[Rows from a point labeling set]

......

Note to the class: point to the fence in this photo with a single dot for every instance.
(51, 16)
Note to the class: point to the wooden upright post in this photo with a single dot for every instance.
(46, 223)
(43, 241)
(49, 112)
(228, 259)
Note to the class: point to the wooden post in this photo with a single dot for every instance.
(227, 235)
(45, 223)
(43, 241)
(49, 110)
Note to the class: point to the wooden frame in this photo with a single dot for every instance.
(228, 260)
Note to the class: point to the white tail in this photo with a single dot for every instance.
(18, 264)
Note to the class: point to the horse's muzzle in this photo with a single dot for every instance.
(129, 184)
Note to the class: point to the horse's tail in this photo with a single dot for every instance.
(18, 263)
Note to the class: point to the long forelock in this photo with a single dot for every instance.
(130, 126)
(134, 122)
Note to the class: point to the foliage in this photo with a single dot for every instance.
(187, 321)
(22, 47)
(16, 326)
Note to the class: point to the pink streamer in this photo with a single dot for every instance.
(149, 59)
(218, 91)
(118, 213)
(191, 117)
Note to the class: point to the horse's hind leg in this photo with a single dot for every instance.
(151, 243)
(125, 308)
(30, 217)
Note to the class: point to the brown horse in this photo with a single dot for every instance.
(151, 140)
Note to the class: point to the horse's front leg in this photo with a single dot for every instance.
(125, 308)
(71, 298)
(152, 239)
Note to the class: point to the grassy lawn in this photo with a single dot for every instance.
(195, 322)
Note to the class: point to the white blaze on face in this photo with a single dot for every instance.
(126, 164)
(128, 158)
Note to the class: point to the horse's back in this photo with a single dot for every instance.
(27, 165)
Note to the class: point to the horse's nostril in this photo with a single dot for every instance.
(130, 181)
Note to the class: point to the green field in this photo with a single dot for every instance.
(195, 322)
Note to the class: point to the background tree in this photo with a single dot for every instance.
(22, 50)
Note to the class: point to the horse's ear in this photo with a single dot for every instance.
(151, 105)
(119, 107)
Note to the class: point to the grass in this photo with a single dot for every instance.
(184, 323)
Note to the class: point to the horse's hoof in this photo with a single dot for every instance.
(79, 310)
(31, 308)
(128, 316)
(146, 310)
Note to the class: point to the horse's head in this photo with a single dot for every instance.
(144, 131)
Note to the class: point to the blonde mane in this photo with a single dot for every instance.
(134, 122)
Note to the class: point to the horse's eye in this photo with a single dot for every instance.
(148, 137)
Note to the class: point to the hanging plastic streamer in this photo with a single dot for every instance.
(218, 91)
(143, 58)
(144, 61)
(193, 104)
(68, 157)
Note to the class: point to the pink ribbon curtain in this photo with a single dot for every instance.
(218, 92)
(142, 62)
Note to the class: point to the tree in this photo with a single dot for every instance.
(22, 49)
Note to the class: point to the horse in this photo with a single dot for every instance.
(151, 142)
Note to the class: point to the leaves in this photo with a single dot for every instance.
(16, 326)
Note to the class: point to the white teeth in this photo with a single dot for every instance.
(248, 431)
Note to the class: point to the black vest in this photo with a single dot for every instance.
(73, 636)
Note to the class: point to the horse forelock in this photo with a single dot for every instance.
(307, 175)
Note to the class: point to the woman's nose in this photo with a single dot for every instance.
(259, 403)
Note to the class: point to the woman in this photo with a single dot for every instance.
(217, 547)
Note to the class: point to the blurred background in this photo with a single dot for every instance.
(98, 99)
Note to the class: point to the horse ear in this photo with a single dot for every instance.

......

_Short problem_: Extract the rows beginning at the line that contains "Note to the class: point to the horse's ear" and continuing through the last row. Copy them without any changes.

_Full answer_:
Note to the class: point to the horse's ear in this photo with a single dot for every instance.
(151, 105)
(119, 107)
Note to the class: point to the grass in this photo with a single dot for every instance.
(184, 323)
Note to the class: point to the horse's hoof in this photo with a single dot for every instance.
(79, 310)
(31, 308)
(128, 316)
(146, 310)
Note to the class: point to the horse's head in this photo with a single dot for every instance.
(144, 131)
Note to the class: point to the blonde mane in this photo with a single dot for every instance.
(134, 122)
Note to the class: point to the horse's eye in this photo with a single dot for every instance.
(148, 137)
Note to the class: point to the hanging plastic streamer in this photo with a single dot for every instance.
(218, 91)
(143, 58)
(144, 61)
(193, 104)
(68, 157)
Note to the class: point to the pink ribbon curtain in this photo with a single dot for every instance.
(218, 92)
(142, 62)
Note to the class: point to the tree in this photo with a single dot for every instance.
(22, 49)
Note to the class: point to the horse in this photo with a single dot for every instance.
(151, 142)
Note to the class: point to the leaves in this photo with a single dot for every instance.
(16, 326)
Note to the class: point to the white teeth in this photo with a single dot for every instance.
(248, 431)
Note to the class: point to the black vest in this photo with a single dot for every instance.
(73, 636)
Note to the class: point to the horse forelock in this photo with a single dot for every instance.
(307, 175)
Note to the class: point to the woman's nose in this photo with a single dot for every instance.
(259, 403)
Note to the class: point to the woman in this photo with a single dot for every instance.
(217, 547)
Note to the class: point to the blurred background in this photo with a single dot for every instance.
(98, 99)
Note to the class: point to the horse ear in this photo with a single dot for every instance.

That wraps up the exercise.